**Aim of the task**
Update the records below by changing "cloudy sky" to "overcast sky" wherever it occurs, keeping everything else the same and omitting the pictures.
========================================
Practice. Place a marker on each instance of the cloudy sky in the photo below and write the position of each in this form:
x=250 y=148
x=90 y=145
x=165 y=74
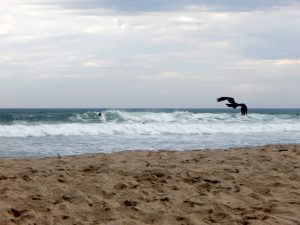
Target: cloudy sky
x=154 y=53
========================================
**Exercise answer**
Practice. Place a marker on each instance of the overcast sky in the photo below and write the position of each in this form:
x=250 y=148
x=90 y=145
x=165 y=74
Target: overcast sky
x=154 y=53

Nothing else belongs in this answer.